Reproduce the entries verbatim, between the line holding "Outline every instance of the <item>cluster" and the line holding "13 1 L 13 24", inclusive.

-- START SOURCE MATERIAL --

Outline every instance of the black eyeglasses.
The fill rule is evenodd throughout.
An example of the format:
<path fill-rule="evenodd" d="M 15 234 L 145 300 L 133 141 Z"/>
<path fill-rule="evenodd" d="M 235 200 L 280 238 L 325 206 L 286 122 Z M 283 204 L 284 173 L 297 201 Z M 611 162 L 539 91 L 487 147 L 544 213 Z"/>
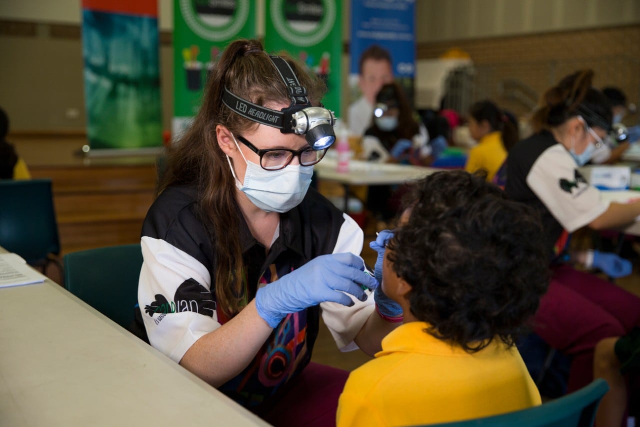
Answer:
<path fill-rule="evenodd" d="M 314 150 L 310 147 L 299 149 L 290 150 L 286 148 L 268 148 L 260 150 L 246 140 L 246 138 L 237 136 L 238 140 L 248 147 L 252 151 L 260 156 L 260 165 L 267 171 L 277 171 L 289 165 L 294 157 L 298 156 L 300 164 L 303 166 L 312 166 L 319 162 L 324 156 L 328 149 Z"/>

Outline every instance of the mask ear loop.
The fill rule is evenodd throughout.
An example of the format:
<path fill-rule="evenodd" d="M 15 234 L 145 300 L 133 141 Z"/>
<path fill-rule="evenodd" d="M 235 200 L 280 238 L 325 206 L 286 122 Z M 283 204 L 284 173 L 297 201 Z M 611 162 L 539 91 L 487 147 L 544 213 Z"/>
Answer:
<path fill-rule="evenodd" d="M 600 148 L 603 145 L 604 145 L 604 141 L 603 141 L 602 138 L 600 138 L 597 133 L 596 133 L 596 131 L 593 130 L 591 128 L 591 127 L 589 126 L 588 124 L 587 124 L 587 122 L 584 120 L 584 118 L 582 117 L 582 116 L 581 115 L 579 115 L 577 117 L 578 117 L 578 120 L 581 121 L 582 122 L 582 124 L 584 125 L 584 128 L 585 129 L 587 130 L 587 132 L 592 137 L 593 137 L 593 138 L 596 140 L 595 143 L 593 144 L 596 146 L 596 148 Z"/>
<path fill-rule="evenodd" d="M 231 134 L 231 137 L 233 138 L 234 142 L 236 144 L 236 147 L 237 147 L 238 149 L 238 151 L 240 152 L 240 155 L 242 156 L 243 160 L 244 160 L 244 163 L 248 165 L 249 162 L 246 161 L 246 158 L 244 157 L 244 155 L 243 154 L 242 150 L 240 149 L 240 146 L 238 145 L 238 142 L 236 140 L 236 137 L 234 136 L 233 133 Z M 242 187 L 243 183 L 240 182 L 240 180 L 238 180 L 237 176 L 236 176 L 236 171 L 234 171 L 234 166 L 233 165 L 231 164 L 231 160 L 229 159 L 228 155 L 225 154 L 225 156 L 227 157 L 227 163 L 229 163 L 229 169 L 231 169 L 231 174 L 233 175 L 234 179 L 236 180 L 236 187 L 238 187 L 238 185 Z"/>

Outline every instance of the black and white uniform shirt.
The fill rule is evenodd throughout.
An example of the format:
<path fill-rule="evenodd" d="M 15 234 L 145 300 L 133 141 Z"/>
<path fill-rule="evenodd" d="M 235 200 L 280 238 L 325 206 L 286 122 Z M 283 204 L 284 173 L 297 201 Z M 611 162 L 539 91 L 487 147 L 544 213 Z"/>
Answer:
<path fill-rule="evenodd" d="M 280 214 L 268 254 L 251 235 L 241 212 L 240 240 L 250 300 L 259 287 L 274 281 L 314 258 L 362 249 L 362 230 L 349 216 L 310 189 L 302 203 Z M 227 319 L 217 310 L 214 248 L 198 219 L 195 188 L 165 190 L 145 219 L 144 262 L 138 303 L 150 343 L 179 362 L 200 337 Z M 357 348 L 353 339 L 374 310 L 373 297 L 347 307 L 323 303 L 323 319 L 338 347 Z M 274 330 L 254 360 L 220 390 L 244 406 L 262 403 L 305 366 L 317 335 L 319 308 L 290 314 Z"/>
<path fill-rule="evenodd" d="M 547 247 L 563 229 L 569 233 L 583 227 L 609 208 L 578 171 L 575 160 L 548 131 L 513 147 L 507 158 L 507 194 L 534 206 L 541 215 Z"/>

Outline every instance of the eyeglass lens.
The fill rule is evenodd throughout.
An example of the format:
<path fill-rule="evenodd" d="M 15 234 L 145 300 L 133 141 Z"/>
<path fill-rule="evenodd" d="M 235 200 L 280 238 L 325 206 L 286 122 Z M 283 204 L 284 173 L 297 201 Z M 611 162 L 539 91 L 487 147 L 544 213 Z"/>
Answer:
<path fill-rule="evenodd" d="M 316 151 L 308 148 L 296 154 L 300 157 L 301 165 L 311 166 L 321 160 L 325 153 L 326 149 Z M 291 162 L 294 155 L 294 153 L 289 150 L 269 150 L 262 154 L 260 164 L 263 168 L 269 171 L 281 169 Z"/>

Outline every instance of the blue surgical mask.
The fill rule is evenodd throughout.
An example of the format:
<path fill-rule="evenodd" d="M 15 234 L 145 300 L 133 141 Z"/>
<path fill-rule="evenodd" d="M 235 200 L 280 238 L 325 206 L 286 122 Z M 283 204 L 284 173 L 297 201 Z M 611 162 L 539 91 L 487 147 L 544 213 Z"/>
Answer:
<path fill-rule="evenodd" d="M 580 119 L 582 118 L 580 117 Z M 582 121 L 584 122 L 584 121 L 582 120 Z M 575 160 L 575 162 L 578 163 L 578 166 L 584 166 L 584 165 L 587 164 L 587 163 L 590 160 L 591 160 L 591 156 L 593 155 L 593 152 L 596 151 L 596 144 L 598 147 L 604 144 L 604 142 L 602 141 L 602 138 L 600 138 L 599 136 L 598 136 L 598 134 L 596 133 L 595 131 L 593 129 L 591 129 L 591 127 L 589 126 L 589 125 L 585 123 L 584 126 L 587 131 L 589 134 L 591 134 L 592 137 L 593 137 L 594 139 L 595 139 L 596 143 L 589 142 L 589 145 L 587 146 L 587 147 L 584 149 L 584 151 L 582 151 L 579 155 L 576 153 L 573 147 L 571 147 L 571 149 L 569 150 L 569 153 L 571 154 L 573 158 L 573 160 Z M 574 140 L 573 145 L 575 144 L 575 142 Z"/>
<path fill-rule="evenodd" d="M 260 165 L 248 161 L 240 150 L 236 137 L 233 138 L 246 163 L 244 180 L 241 183 L 236 176 L 229 156 L 227 156 L 238 190 L 246 194 L 253 205 L 268 212 L 282 214 L 300 204 L 311 183 L 313 166 L 289 165 L 277 171 L 266 171 Z"/>
<path fill-rule="evenodd" d="M 381 130 L 390 132 L 398 127 L 398 118 L 392 115 L 376 117 L 376 124 Z"/>
<path fill-rule="evenodd" d="M 577 154 L 573 148 L 569 150 L 569 154 L 573 158 L 575 162 L 578 163 L 578 166 L 584 166 L 587 164 L 589 160 L 591 160 L 591 156 L 593 155 L 593 152 L 595 149 L 595 144 L 593 142 L 589 142 L 587 147 L 580 154 Z"/>

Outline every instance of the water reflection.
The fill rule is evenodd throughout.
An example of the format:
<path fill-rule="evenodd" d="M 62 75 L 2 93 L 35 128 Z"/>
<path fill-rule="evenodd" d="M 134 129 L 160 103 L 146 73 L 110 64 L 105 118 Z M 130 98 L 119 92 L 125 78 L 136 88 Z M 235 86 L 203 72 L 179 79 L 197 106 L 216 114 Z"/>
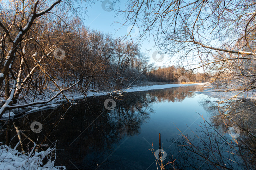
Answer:
<path fill-rule="evenodd" d="M 64 104 L 54 109 L 2 121 L 1 141 L 13 148 L 20 141 L 21 144 L 17 148 L 24 152 L 34 146 L 34 143 L 54 144 L 58 149 L 55 165 L 65 165 L 67 169 L 75 168 L 75 166 L 83 169 L 95 169 L 97 166 L 99 169 L 110 168 L 122 159 L 113 161 L 108 159 L 109 156 L 127 138 L 139 134 L 142 125 L 155 113 L 152 104 L 181 102 L 186 97 L 193 97 L 194 92 L 200 88 L 179 87 L 114 97 L 88 98 L 77 101 L 77 104 L 71 107 Z M 104 105 L 109 98 L 116 103 L 112 110 Z M 35 121 L 42 125 L 40 133 L 31 130 L 30 125 Z M 44 150 L 46 148 L 38 149 Z M 143 158 L 139 159 L 143 161 Z"/>
<path fill-rule="evenodd" d="M 249 99 L 202 100 L 201 105 L 212 113 L 210 121 L 199 125 L 195 132 L 198 134 L 182 134 L 178 140 L 169 141 L 176 146 L 171 152 L 176 158 L 176 167 L 256 169 L 256 103 Z M 236 131 L 231 131 L 237 128 Z"/>

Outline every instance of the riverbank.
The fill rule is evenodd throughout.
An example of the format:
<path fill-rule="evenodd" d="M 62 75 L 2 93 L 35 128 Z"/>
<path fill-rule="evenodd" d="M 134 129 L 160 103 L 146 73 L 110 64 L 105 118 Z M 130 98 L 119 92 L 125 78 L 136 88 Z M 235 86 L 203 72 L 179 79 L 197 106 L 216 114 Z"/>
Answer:
<path fill-rule="evenodd" d="M 195 83 L 190 84 L 166 84 L 153 85 L 152 86 L 134 86 L 130 88 L 126 88 L 122 90 L 112 92 L 103 92 L 96 91 L 95 90 L 89 90 L 85 95 L 78 94 L 74 92 L 72 93 L 65 93 L 65 95 L 71 101 L 76 100 L 83 99 L 86 97 L 92 96 L 102 96 L 104 95 L 111 95 L 114 94 L 118 93 L 121 94 L 123 93 L 137 92 L 140 91 L 146 91 L 152 90 L 159 90 L 168 88 L 175 87 L 181 87 L 186 88 L 190 86 L 202 85 L 205 86 L 207 84 L 206 83 Z M 33 106 L 27 107 L 26 108 L 22 109 L 16 109 L 9 111 L 8 113 L 4 114 L 1 119 L 4 118 L 12 119 L 16 115 L 17 113 L 22 112 L 23 114 L 28 114 L 39 110 L 42 110 L 49 109 L 51 108 L 54 108 L 62 104 L 64 102 L 66 102 L 66 100 L 65 99 L 60 98 L 56 98 L 50 102 L 46 104 L 37 105 Z"/>

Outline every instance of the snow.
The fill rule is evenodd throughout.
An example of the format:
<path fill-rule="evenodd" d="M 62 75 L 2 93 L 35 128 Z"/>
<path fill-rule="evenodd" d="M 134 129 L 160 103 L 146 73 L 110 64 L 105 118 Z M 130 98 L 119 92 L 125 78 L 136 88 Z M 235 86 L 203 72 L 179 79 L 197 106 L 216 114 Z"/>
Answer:
<path fill-rule="evenodd" d="M 197 85 L 205 85 L 206 83 L 194 83 L 191 84 L 168 84 L 160 85 L 153 85 L 146 86 L 137 86 L 132 87 L 131 88 L 123 90 L 124 92 L 134 92 L 140 91 L 147 91 L 151 90 L 160 90 L 175 87 L 181 87 L 186 88 L 189 86 L 196 86 Z M 87 93 L 86 97 L 93 96 L 101 96 L 106 95 L 111 93 L 111 92 L 88 92 Z"/>
<path fill-rule="evenodd" d="M 198 91 L 196 93 L 198 94 L 205 94 L 211 97 L 222 99 L 235 99 L 239 98 L 256 99 L 256 97 L 253 94 L 253 90 L 244 92 L 239 90 L 227 92 L 220 91 L 214 88 L 211 88 L 210 87 L 208 87 L 210 88 Z"/>
<path fill-rule="evenodd" d="M 53 152 L 55 152 L 55 148 L 48 148 L 45 151 L 37 152 L 35 151 L 34 152 L 36 146 L 35 144 L 30 153 L 23 154 L 16 149 L 16 146 L 12 149 L 6 145 L 0 146 L 0 169 L 66 169 L 64 166 L 54 166 L 56 156 Z M 51 158 L 53 157 L 53 153 L 55 156 L 52 161 Z M 45 165 L 43 165 L 43 160 L 47 160 Z"/>
<path fill-rule="evenodd" d="M 2 117 L 9 117 L 9 116 L 11 117 L 15 115 L 14 113 L 11 111 L 9 113 L 5 113 L 3 114 Z"/>

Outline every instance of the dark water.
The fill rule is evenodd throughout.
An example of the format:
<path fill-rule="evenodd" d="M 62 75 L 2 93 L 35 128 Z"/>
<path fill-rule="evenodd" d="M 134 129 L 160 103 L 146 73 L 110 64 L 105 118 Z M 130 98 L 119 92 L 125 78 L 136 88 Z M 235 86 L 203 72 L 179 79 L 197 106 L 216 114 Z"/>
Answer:
<path fill-rule="evenodd" d="M 55 145 L 58 149 L 55 166 L 64 165 L 68 169 L 95 169 L 97 166 L 98 169 L 157 169 L 150 149 L 152 145 L 155 151 L 159 149 L 159 133 L 167 154 L 164 164 L 179 156 L 174 142 L 180 139 L 178 134 L 202 134 L 197 130 L 204 122 L 200 115 L 209 121 L 211 114 L 202 103 L 209 97 L 195 93 L 200 89 L 198 86 L 179 87 L 88 98 L 69 108 L 63 104 L 2 121 L 1 141 L 16 145 L 15 126 L 28 137 L 21 135 L 25 151 L 32 143 L 30 139 L 38 144 Z M 104 105 L 110 98 L 116 104 L 111 110 Z M 40 133 L 30 130 L 35 121 L 42 125 Z"/>

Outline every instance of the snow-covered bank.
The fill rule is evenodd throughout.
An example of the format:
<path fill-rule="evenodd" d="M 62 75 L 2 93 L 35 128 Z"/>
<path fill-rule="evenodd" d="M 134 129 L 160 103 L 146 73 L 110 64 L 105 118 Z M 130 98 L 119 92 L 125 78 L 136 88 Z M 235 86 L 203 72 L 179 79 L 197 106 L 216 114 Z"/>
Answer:
<path fill-rule="evenodd" d="M 181 87 L 186 88 L 186 87 L 190 86 L 195 86 L 201 85 L 204 86 L 206 83 L 197 83 L 191 84 L 171 84 L 163 85 L 154 85 L 152 86 L 136 86 L 131 87 L 131 88 L 123 89 L 122 90 L 118 91 L 102 92 L 97 91 L 89 91 L 85 95 L 79 93 L 73 92 L 69 93 L 66 92 L 64 93 L 65 95 L 71 100 L 75 100 L 86 97 L 93 96 L 99 96 L 106 95 L 111 95 L 114 93 L 122 93 L 124 92 L 137 92 L 139 91 L 145 91 L 151 90 L 159 90 L 164 89 L 175 87 Z M 28 107 L 25 109 L 16 109 L 11 110 L 10 112 L 8 111 L 5 113 L 2 116 L 2 119 L 13 119 L 15 116 L 15 112 L 22 112 L 23 114 L 26 114 L 33 112 L 34 111 L 58 107 L 63 102 L 66 102 L 66 100 L 64 99 L 58 98 L 53 100 L 46 105 L 38 105 Z"/>
<path fill-rule="evenodd" d="M 198 91 L 196 93 L 198 94 L 205 94 L 211 97 L 221 99 L 235 99 L 237 98 L 256 99 L 256 97 L 253 95 L 254 92 L 253 90 L 245 92 L 239 90 L 225 92 L 218 91 L 212 88 L 209 88 Z"/>
<path fill-rule="evenodd" d="M 197 85 L 204 85 L 207 83 L 194 83 L 191 84 L 167 84 L 159 85 L 153 85 L 153 86 L 137 86 L 132 87 L 131 88 L 125 89 L 122 91 L 124 92 L 138 92 L 140 91 L 147 91 L 151 90 L 160 90 L 168 88 L 175 87 L 182 87 L 186 88 L 189 86 L 196 86 Z M 86 97 L 93 96 L 101 96 L 105 95 L 111 93 L 111 92 L 89 92 L 87 93 Z"/>
<path fill-rule="evenodd" d="M 54 166 L 55 148 L 48 148 L 45 151 L 39 152 L 36 149 L 35 146 L 30 153 L 23 154 L 19 152 L 16 147 L 12 149 L 6 145 L 0 146 L 0 169 L 66 169 L 64 166 Z"/>

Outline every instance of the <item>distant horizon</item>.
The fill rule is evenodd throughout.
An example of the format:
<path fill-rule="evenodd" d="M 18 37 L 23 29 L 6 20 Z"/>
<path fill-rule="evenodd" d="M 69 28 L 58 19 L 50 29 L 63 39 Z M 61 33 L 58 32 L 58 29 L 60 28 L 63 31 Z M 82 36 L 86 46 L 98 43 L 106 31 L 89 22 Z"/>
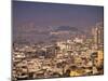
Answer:
<path fill-rule="evenodd" d="M 12 2 L 13 40 L 17 40 L 17 37 L 31 39 L 31 42 L 36 39 L 48 40 L 52 38 L 50 30 L 59 26 L 85 30 L 104 21 L 104 6 L 18 0 Z"/>

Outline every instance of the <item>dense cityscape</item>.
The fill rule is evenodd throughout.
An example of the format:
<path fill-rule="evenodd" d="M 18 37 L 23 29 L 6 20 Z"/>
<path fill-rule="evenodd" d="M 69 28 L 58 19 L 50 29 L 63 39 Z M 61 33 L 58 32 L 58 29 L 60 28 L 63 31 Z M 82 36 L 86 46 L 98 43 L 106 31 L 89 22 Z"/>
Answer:
<path fill-rule="evenodd" d="M 14 81 L 103 75 L 104 24 L 97 23 L 86 35 L 71 35 L 50 44 L 14 42 L 12 53 Z"/>

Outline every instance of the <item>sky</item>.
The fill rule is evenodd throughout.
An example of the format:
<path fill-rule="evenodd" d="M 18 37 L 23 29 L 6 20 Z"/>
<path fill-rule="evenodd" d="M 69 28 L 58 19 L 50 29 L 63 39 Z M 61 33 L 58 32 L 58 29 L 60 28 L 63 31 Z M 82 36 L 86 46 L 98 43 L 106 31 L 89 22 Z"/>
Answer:
<path fill-rule="evenodd" d="M 36 32 L 51 26 L 70 26 L 79 29 L 91 28 L 104 21 L 104 6 L 62 4 L 46 2 L 13 1 L 13 39 L 41 39 Z M 44 40 L 44 39 L 43 39 Z"/>
<path fill-rule="evenodd" d="M 89 27 L 103 21 L 103 6 L 13 1 L 13 22 L 37 26 Z"/>

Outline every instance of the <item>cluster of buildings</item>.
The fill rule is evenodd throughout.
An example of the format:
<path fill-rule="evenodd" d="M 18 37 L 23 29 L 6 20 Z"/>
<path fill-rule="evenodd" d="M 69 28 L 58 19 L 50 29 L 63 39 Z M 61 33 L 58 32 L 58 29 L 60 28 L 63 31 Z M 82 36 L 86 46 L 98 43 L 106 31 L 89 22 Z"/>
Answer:
<path fill-rule="evenodd" d="M 13 80 L 103 75 L 102 28 L 93 28 L 92 38 L 76 37 L 50 45 L 15 43 Z"/>

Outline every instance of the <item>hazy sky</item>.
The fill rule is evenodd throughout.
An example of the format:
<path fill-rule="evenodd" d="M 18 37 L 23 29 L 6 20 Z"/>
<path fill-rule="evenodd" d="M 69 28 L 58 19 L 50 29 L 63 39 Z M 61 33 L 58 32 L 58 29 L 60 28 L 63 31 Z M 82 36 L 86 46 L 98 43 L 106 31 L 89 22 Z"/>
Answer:
<path fill-rule="evenodd" d="M 70 26 L 85 30 L 104 18 L 103 6 L 13 1 L 13 39 L 49 40 L 46 29 Z M 43 30 L 42 33 L 37 33 Z M 19 37 L 19 38 L 18 38 Z"/>
<path fill-rule="evenodd" d="M 89 27 L 103 21 L 103 6 L 13 1 L 13 24 Z"/>

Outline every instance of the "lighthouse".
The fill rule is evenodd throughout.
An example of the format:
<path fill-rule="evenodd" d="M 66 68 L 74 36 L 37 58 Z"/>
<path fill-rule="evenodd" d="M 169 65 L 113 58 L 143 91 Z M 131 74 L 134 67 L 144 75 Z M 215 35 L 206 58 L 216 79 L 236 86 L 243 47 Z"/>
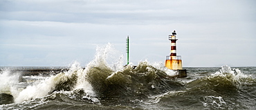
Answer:
<path fill-rule="evenodd" d="M 178 40 L 176 35 L 176 31 L 174 30 L 172 35 L 168 37 L 168 39 L 171 42 L 171 47 L 170 55 L 166 56 L 165 66 L 169 69 L 176 71 L 179 77 L 187 77 L 187 71 L 182 68 L 181 56 L 176 54 L 176 42 Z"/>

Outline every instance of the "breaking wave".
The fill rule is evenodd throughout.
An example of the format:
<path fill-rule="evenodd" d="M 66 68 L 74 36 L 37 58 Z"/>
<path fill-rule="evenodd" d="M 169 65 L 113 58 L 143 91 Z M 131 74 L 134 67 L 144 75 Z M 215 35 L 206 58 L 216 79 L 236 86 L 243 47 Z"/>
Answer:
<path fill-rule="evenodd" d="M 176 80 L 175 72 L 161 62 L 143 61 L 135 68 L 131 63 L 126 66 L 122 64 L 122 54 L 109 44 L 97 48 L 94 59 L 85 68 L 75 62 L 68 71 L 42 77 L 33 83 L 22 80 L 20 73 L 2 71 L 0 80 L 4 83 L 0 84 L 0 91 L 4 94 L 1 98 L 10 100 L 1 103 L 0 107 L 255 109 L 250 107 L 254 107 L 253 102 L 244 103 L 243 100 L 256 99 L 253 87 L 256 86 L 256 81 L 238 68 L 223 66 L 207 76 L 192 79 L 188 75 L 187 79 L 190 80 L 186 82 Z M 23 82 L 26 85 L 19 86 Z M 75 105 L 72 108 L 70 105 L 73 103 Z"/>

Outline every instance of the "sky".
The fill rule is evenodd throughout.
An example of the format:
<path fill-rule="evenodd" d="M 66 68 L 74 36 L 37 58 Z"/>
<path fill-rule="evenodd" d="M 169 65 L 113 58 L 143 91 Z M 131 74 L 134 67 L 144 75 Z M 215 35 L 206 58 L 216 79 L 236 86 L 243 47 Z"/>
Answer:
<path fill-rule="evenodd" d="M 108 43 L 130 62 L 256 66 L 255 0 L 0 0 L 0 66 L 85 66 Z M 124 64 L 125 62 L 124 62 Z"/>

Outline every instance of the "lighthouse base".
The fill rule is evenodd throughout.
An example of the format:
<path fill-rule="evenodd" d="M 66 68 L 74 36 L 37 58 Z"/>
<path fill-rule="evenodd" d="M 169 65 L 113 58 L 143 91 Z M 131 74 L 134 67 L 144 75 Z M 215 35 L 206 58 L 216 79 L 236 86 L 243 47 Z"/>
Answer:
<path fill-rule="evenodd" d="M 187 77 L 187 70 L 186 69 L 181 69 L 181 70 L 173 70 L 176 72 L 176 75 L 175 77 L 178 78 L 186 77 Z"/>

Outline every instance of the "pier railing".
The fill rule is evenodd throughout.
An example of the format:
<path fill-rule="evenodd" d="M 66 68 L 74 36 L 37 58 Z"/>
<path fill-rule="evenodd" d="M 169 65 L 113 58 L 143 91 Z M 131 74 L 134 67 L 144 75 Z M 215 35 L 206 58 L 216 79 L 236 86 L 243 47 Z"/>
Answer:
<path fill-rule="evenodd" d="M 0 70 L 58 70 L 69 68 L 68 66 L 0 66 Z"/>
<path fill-rule="evenodd" d="M 172 56 L 171 58 L 171 56 L 166 56 L 166 59 L 181 59 L 181 56 Z"/>

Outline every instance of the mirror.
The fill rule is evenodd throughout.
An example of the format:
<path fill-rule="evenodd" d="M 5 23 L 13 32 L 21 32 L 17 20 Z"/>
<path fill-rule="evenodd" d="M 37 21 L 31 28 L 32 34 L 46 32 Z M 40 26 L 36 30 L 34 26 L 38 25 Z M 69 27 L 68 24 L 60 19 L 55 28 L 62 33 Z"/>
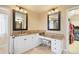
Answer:
<path fill-rule="evenodd" d="M 13 30 L 27 30 L 28 14 L 13 10 Z"/>
<path fill-rule="evenodd" d="M 60 12 L 48 15 L 48 30 L 60 30 Z"/>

-- END SOURCE MATERIAL --

ANSWER IN FULL:
Outline every instance of the <item>cluster of buildings</item>.
The fill rule is evenodd throughout.
An example of the format:
<path fill-rule="evenodd" d="M 18 37 L 23 29 L 6 20 Z"/>
<path fill-rule="evenodd" d="M 69 28 L 58 19 L 50 29 L 63 39 Z M 61 33 L 58 32 L 58 29 L 60 28 L 63 31 Z M 82 36 L 86 46 L 98 43 L 106 31 L 89 22 Z"/>
Answer:
<path fill-rule="evenodd" d="M 13 80 L 103 75 L 102 28 L 93 28 L 92 38 L 76 37 L 50 45 L 15 43 Z"/>

Outline every instance of the <item>hazy sky</item>.
The fill rule is evenodd throughout.
An example of the format:
<path fill-rule="evenodd" d="M 18 37 L 23 29 L 6 20 Z"/>
<path fill-rule="evenodd" d="M 69 28 L 58 19 L 50 29 L 63 39 Z M 61 33 L 58 32 L 58 29 L 60 28 L 63 31 Z M 82 36 L 86 46 L 98 43 L 106 31 L 89 22 Z"/>
Answer:
<path fill-rule="evenodd" d="M 70 26 L 85 30 L 104 18 L 103 6 L 13 1 L 13 39 L 49 40 L 46 29 Z M 43 30 L 42 33 L 37 33 Z M 19 37 L 19 38 L 18 38 Z"/>
<path fill-rule="evenodd" d="M 89 27 L 103 21 L 103 6 L 13 1 L 13 24 Z"/>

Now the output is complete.